**WORK TO BE COMPLETED**:
Count the lines in the listing below that contain the string "Segmentation", with case counting. Reply with only the number.
---------- GIVEN DATA ----------
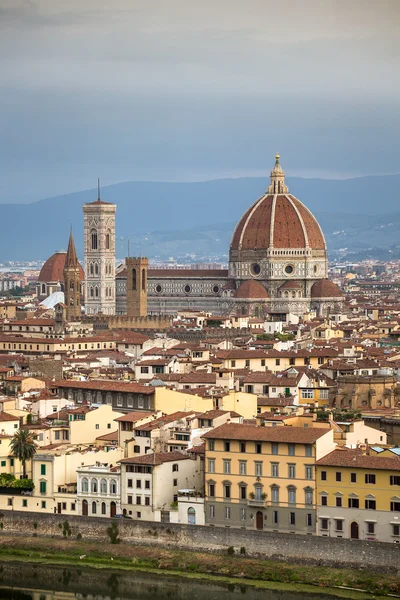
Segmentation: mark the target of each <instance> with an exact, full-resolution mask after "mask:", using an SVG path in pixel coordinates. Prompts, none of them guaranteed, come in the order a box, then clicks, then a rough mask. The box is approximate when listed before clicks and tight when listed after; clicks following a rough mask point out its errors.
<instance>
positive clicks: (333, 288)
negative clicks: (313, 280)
mask: <svg viewBox="0 0 400 600" xmlns="http://www.w3.org/2000/svg"><path fill="white" fill-rule="evenodd" d="M342 297H343V293H342V291H341V290H340V288H339V287H338V286H337V285H336V283H333V281H330V280H329V279H320V280H319V281H316V282H315V283H314V285H313V286H312V288H311V298H342Z"/></svg>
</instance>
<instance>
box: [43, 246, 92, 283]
mask: <svg viewBox="0 0 400 600" xmlns="http://www.w3.org/2000/svg"><path fill="white" fill-rule="evenodd" d="M66 258H67V253H66V252H55V253H54V254H53V255H52V256H50V258H48V259H47V260H46V262H45V263H44V265H43V267H42V268H41V270H40V273H39V277H38V281H40V282H44V283H46V282H57V281H60V282H63V281H64V267H65V261H66ZM78 265H79V270H80V274H81V281H83V280H84V278H85V275H84V272H83V269H82V266H81V264H80V263H78Z"/></svg>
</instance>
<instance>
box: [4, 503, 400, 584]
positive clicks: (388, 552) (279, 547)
mask: <svg viewBox="0 0 400 600" xmlns="http://www.w3.org/2000/svg"><path fill="white" fill-rule="evenodd" d="M66 523H67V525H68V526H66ZM111 523H115V524H116V525H117V526H118V533H119V537H120V539H121V543H126V544H133V545H145V546H157V547H164V548H172V549H180V550H189V551H206V552H216V551H219V552H221V551H224V552H227V550H228V548H233V550H231V552H233V551H234V552H235V553H237V554H240V553H242V554H245V555H246V556H260V557H262V558H267V559H271V560H274V561H284V562H293V563H295V562H297V563H298V562H299V561H301V562H302V563H304V564H309V565H321V566H322V565H324V566H329V567H346V568H362V569H371V570H374V571H382V570H385V571H386V572H392V573H393V572H397V573H400V544H388V543H383V542H368V541H363V540H347V539H340V538H326V537H315V536H305V535H296V534H285V533H271V532H267V531H256V530H254V531H253V530H245V529H233V528H222V527H201V526H196V525H176V524H172V523H171V524H169V523H153V522H148V521H147V522H144V521H140V522H139V521H133V520H129V519H108V518H100V517H81V516H76V517H72V516H70V515H68V517H66V516H63V515H57V514H55V515H49V514H43V515H40V514H38V513H27V512H17V511H9V512H8V511H7V512H3V513H1V514H0V533H4V534H6V535H13V536H21V537H24V536H26V537H29V536H30V537H32V536H34V537H39V538H40V537H43V538H46V537H55V538H57V537H58V538H63V537H64V536H63V530H64V532H65V533H66V536H67V537H70V538H71V539H75V540H76V539H82V540H84V541H91V542H93V541H94V542H109V541H110V538H109V534H108V532H107V529H108V528H109V527H110V524H111ZM0 543H1V536H0Z"/></svg>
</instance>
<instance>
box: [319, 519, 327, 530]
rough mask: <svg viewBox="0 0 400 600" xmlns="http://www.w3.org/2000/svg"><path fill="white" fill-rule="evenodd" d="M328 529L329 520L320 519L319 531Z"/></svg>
mask: <svg viewBox="0 0 400 600" xmlns="http://www.w3.org/2000/svg"><path fill="white" fill-rule="evenodd" d="M328 529H329V519H321V530H322V531H327V530H328Z"/></svg>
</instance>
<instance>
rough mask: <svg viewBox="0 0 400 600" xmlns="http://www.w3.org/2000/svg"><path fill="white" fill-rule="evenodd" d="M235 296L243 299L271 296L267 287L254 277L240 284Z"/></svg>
mask: <svg viewBox="0 0 400 600" xmlns="http://www.w3.org/2000/svg"><path fill="white" fill-rule="evenodd" d="M235 298H243V299H246V300H247V299H252V298H254V299H260V298H269V295H268V292H267V290H266V289H265V287H264V286H263V285H262V283H260V282H259V281H255V280H254V279H248V280H247V281H243V283H241V284H240V286H239V287H238V289H237V290H236V293H235Z"/></svg>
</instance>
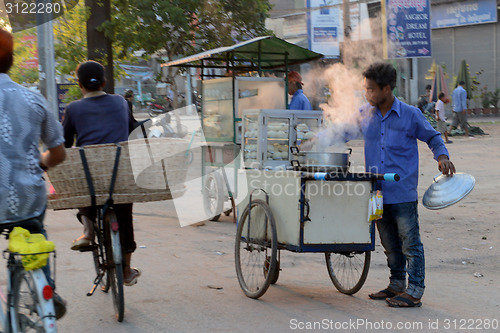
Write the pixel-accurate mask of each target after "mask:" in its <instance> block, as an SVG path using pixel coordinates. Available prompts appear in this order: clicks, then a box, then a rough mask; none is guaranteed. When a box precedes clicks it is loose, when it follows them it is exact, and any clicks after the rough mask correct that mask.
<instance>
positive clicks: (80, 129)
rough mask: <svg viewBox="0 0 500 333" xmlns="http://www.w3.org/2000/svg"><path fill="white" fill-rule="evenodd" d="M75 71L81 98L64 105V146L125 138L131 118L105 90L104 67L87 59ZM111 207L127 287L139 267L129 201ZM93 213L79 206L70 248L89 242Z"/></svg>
mask: <svg viewBox="0 0 500 333" xmlns="http://www.w3.org/2000/svg"><path fill="white" fill-rule="evenodd" d="M76 72H77V76H78V84H79V86H80V89H81V91H82V94H83V98H82V99H80V100H78V101H74V102H71V103H70V104H69V105H68V106H67V107H66V111H65V114H64V120H63V128H64V138H65V139H66V143H65V145H66V147H67V148H69V147H71V146H72V145H73V142H74V139H75V136H76V146H78V147H83V146H87V145H94V144H105V143H118V142H122V141H127V139H128V135H129V120H130V119H129V109H128V105H127V102H126V100H125V99H124V98H123V97H122V96H120V95H112V94H106V93H105V92H104V90H103V89H104V85H105V84H106V79H105V77H104V67H103V66H102V65H101V64H100V63H98V62H96V61H87V62H84V63H81V64H80V65H78V67H77V69H76ZM113 208H114V211H115V213H116V217H117V219H118V222H119V225H120V241H121V244H122V251H123V253H124V270H123V282H124V284H125V285H126V286H131V285H134V284H135V283H137V279H138V278H139V276H140V275H141V271H140V270H139V269H138V268H133V267H130V262H131V259H132V253H133V252H134V251H135V249H136V243H135V240H134V227H133V224H132V204H131V203H127V204H115V205H113ZM96 216H97V210H96V208H95V207H85V208H80V209H79V212H78V214H77V217H78V220H80V222H81V223H82V224H83V235H81V236H80V237H79V238H77V239H76V240H74V241H73V244H72V246H71V249H72V250H75V251H78V250H80V248H85V247H88V246H89V245H91V243H92V242H93V240H94V230H93V221H94V220H95V219H96Z"/></svg>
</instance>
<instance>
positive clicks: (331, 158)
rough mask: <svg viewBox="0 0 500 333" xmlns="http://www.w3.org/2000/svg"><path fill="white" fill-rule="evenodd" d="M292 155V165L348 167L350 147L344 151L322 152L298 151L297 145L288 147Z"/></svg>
mask: <svg viewBox="0 0 500 333" xmlns="http://www.w3.org/2000/svg"><path fill="white" fill-rule="evenodd" d="M290 151H291V153H292V155H293V157H294V158H293V160H292V161H291V163H292V166H294V167H296V166H297V165H298V166H299V167H305V168H314V169H319V168H326V169H330V170H331V169H335V168H336V169H340V170H347V169H349V156H350V155H351V152H352V149H351V148H347V149H346V153H324V152H316V151H299V148H298V147H290Z"/></svg>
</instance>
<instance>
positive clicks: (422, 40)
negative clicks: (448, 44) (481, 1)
mask: <svg viewBox="0 0 500 333" xmlns="http://www.w3.org/2000/svg"><path fill="white" fill-rule="evenodd" d="M382 15H383V19H382V24H383V41H384V56H385V58H386V59H396V58H417V57H431V55H432V53H431V26H430V0H382Z"/></svg>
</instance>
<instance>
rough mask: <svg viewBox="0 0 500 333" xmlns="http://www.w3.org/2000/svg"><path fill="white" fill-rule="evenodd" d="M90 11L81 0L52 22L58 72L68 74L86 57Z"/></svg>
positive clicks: (55, 54) (86, 55)
mask: <svg viewBox="0 0 500 333" xmlns="http://www.w3.org/2000/svg"><path fill="white" fill-rule="evenodd" d="M89 15H90V13H89V11H88V9H87V8H86V7H85V6H84V5H83V1H80V2H78V4H77V5H76V6H75V7H74V8H73V9H72V10H70V11H69V12H67V13H66V14H64V15H63V16H61V17H60V18H58V19H57V20H55V22H54V25H53V27H54V39H55V43H54V44H55V45H54V53H55V56H56V59H57V66H56V68H57V71H58V72H59V74H63V75H70V74H71V73H73V71H74V70H75V68H76V66H77V65H78V64H79V63H81V62H83V61H85V60H86V59H87V28H86V25H85V22H86V21H87V19H88V17H89Z"/></svg>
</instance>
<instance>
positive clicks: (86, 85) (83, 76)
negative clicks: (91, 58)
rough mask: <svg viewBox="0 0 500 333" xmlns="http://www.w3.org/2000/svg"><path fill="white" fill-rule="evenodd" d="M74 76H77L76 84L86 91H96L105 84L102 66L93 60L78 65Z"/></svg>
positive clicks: (103, 72)
mask: <svg viewBox="0 0 500 333" xmlns="http://www.w3.org/2000/svg"><path fill="white" fill-rule="evenodd" d="M76 75H77V76H78V82H80V83H81V84H82V86H83V87H84V88H85V89H87V90H88V91H97V90H99V89H100V88H101V86H102V84H103V83H104V82H106V79H105V77H104V66H103V65H101V64H100V63H98V62H97V61H93V60H89V61H86V62H83V63H81V64H80V65H78V67H77V68H76Z"/></svg>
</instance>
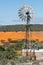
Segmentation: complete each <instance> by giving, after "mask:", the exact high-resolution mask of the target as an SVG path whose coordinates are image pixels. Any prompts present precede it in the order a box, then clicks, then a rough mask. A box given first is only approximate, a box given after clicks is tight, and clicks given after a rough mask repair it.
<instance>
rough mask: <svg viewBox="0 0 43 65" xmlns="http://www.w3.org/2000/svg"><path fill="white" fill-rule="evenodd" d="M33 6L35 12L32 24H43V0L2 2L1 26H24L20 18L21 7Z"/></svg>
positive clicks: (34, 13)
mask: <svg viewBox="0 0 43 65" xmlns="http://www.w3.org/2000/svg"><path fill="white" fill-rule="evenodd" d="M24 5H26V6H31V7H32V8H33V10H34V16H33V19H32V20H31V21H30V22H31V23H32V24H43V0H0V25H12V24H13V25H15V24H22V23H23V24H24V23H25V22H23V21H21V20H20V19H19V17H18V10H19V8H20V7H21V6H24Z"/></svg>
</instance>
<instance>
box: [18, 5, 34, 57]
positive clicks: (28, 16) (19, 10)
mask: <svg viewBox="0 0 43 65" xmlns="http://www.w3.org/2000/svg"><path fill="white" fill-rule="evenodd" d="M18 14H19V17H20V19H21V20H22V21H26V44H25V46H24V49H26V56H28V49H29V45H28V44H29V41H28V38H29V36H30V34H29V32H30V20H31V19H32V17H33V9H32V8H31V7H30V6H22V7H21V8H20V9H19V12H18Z"/></svg>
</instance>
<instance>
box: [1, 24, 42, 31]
mask: <svg viewBox="0 0 43 65" xmlns="http://www.w3.org/2000/svg"><path fill="white" fill-rule="evenodd" d="M28 27H29V25H28ZM25 28H26V27H25V25H6V26H0V32H3V31H4V32H7V31H9V32H10V31H25ZM30 30H31V31H43V24H30Z"/></svg>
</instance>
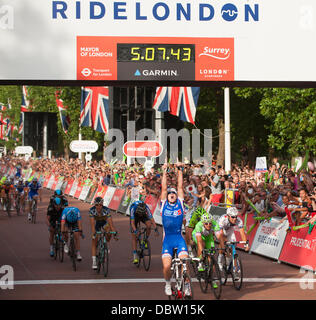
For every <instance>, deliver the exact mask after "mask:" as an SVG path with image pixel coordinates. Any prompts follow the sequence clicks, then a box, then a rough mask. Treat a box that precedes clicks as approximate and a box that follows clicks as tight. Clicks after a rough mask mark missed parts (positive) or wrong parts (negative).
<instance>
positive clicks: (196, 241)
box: [192, 213, 220, 272]
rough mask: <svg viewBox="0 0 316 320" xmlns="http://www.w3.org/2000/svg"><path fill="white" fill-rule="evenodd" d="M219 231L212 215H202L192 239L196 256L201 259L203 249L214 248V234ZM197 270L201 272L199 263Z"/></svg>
mask: <svg viewBox="0 0 316 320" xmlns="http://www.w3.org/2000/svg"><path fill="white" fill-rule="evenodd" d="M219 230H220V227H219V225H218V223H217V222H216V221H215V220H214V219H213V217H212V215H211V214H209V213H206V214H203V215H202V217H201V221H199V222H198V223H197V224H196V226H195V228H194V230H193V232H192V238H193V241H194V242H195V243H196V245H197V256H198V258H200V259H201V258H202V250H203V249H212V248H214V247H215V241H214V232H217V231H219ZM198 270H199V271H201V272H203V271H204V269H203V265H202V263H201V262H200V263H199V266H198Z"/></svg>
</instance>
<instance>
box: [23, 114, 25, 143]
mask: <svg viewBox="0 0 316 320" xmlns="http://www.w3.org/2000/svg"><path fill="white" fill-rule="evenodd" d="M22 121H23V130H22V146H24V129H25V125H24V112H22Z"/></svg>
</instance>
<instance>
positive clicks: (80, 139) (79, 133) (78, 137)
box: [78, 126, 82, 160]
mask: <svg viewBox="0 0 316 320" xmlns="http://www.w3.org/2000/svg"><path fill="white" fill-rule="evenodd" d="M78 138H79V141H80V140H81V139H82V135H81V127H80V126H79V137H78ZM78 158H79V159H80V160H81V152H78Z"/></svg>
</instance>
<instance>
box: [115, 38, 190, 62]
mask: <svg viewBox="0 0 316 320" xmlns="http://www.w3.org/2000/svg"><path fill="white" fill-rule="evenodd" d="M194 58H195V45H194V44H149V43H148V44H139V43H138V44H135V43H118V44H117V61H118V62H151V63H152V62H181V63H182V62H194Z"/></svg>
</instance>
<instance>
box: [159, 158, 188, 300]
mask: <svg viewBox="0 0 316 320" xmlns="http://www.w3.org/2000/svg"><path fill="white" fill-rule="evenodd" d="M182 168H183V167H181V166H179V165H178V166H177V169H178V170H177V171H178V186H177V190H176V189H175V188H168V185H167V172H166V171H167V164H165V165H164V166H163V176H162V190H161V216H162V225H163V229H164V239H163V244H162V265H163V275H164V279H165V282H166V285H165V294H166V295H168V296H170V295H171V294H172V291H171V284H170V279H171V262H172V254H173V249H174V248H177V254H178V257H179V258H181V259H183V258H187V257H188V249H187V245H186V243H185V240H184V238H183V237H182V234H181V229H182V224H183V222H184V206H183V201H184V192H183V173H182ZM185 290H186V288H185Z"/></svg>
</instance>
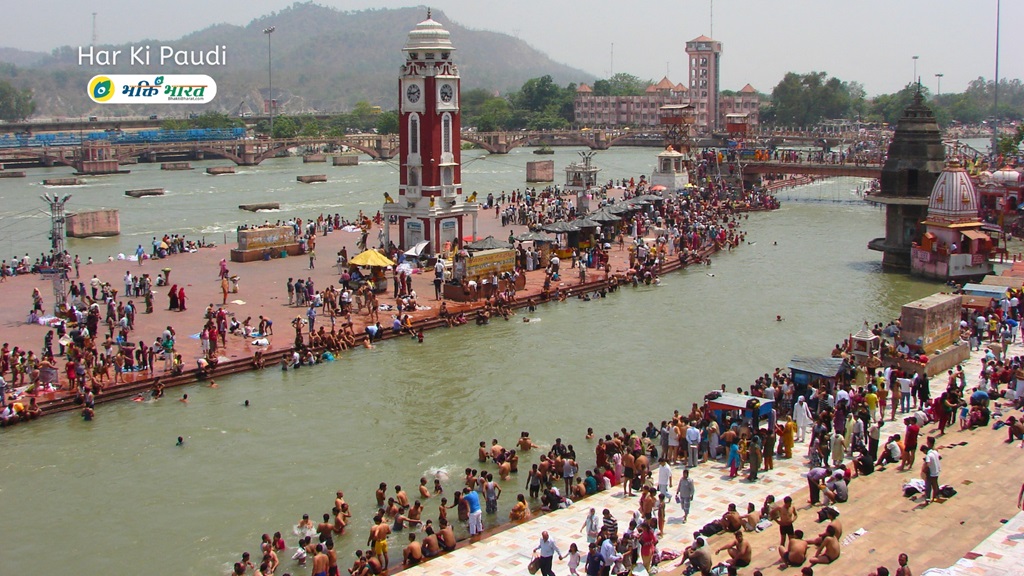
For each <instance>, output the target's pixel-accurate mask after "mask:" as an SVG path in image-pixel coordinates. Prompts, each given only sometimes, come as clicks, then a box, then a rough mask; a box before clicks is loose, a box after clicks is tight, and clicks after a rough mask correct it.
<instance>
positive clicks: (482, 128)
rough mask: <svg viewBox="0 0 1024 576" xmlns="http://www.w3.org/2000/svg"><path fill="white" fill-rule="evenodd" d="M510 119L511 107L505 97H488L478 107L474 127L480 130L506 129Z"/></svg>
mask: <svg viewBox="0 0 1024 576" xmlns="http://www.w3.org/2000/svg"><path fill="white" fill-rule="evenodd" d="M511 120H512V107H511V106H510V105H509V102H508V100H506V99H505V98H488V99H487V101H485V102H483V106H482V107H480V115H479V116H477V117H476V122H475V124H476V129H477V130H479V131H481V132H494V131H495V130H507V129H508V128H509V127H510V126H509V123H510V121H511Z"/></svg>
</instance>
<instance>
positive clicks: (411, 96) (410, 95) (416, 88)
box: [406, 84, 420, 104]
mask: <svg viewBox="0 0 1024 576" xmlns="http://www.w3.org/2000/svg"><path fill="white" fill-rule="evenodd" d="M406 97H407V98H408V99H409V101H411V102H413V104H416V102H418V101H420V87H419V86H417V85H416V84H411V85H410V86H409V88H406Z"/></svg>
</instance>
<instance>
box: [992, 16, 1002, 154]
mask: <svg viewBox="0 0 1024 576" xmlns="http://www.w3.org/2000/svg"><path fill="white" fill-rule="evenodd" d="M999 4H1000V2H999V0H995V82H993V83H992V150H991V156H992V158H993V159H994V158H995V155H997V154H998V153H999V8H1000V7H1001V6H1000V5H999Z"/></svg>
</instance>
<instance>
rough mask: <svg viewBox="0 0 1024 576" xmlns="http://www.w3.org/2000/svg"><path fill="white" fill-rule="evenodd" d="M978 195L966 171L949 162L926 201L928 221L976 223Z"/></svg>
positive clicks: (936, 180)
----------
**COMPLETED TASK**:
2